┏━━

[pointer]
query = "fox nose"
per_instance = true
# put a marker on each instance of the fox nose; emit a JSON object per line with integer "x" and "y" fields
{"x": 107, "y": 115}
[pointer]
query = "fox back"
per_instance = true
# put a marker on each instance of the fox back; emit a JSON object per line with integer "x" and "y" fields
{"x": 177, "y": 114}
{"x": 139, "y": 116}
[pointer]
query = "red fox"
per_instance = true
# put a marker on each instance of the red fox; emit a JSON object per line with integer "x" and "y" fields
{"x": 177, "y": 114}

┗━━

Select, from the listing, all lines that include the word "query".

query = "fox nose"
query = "fox back"
query = "red fox"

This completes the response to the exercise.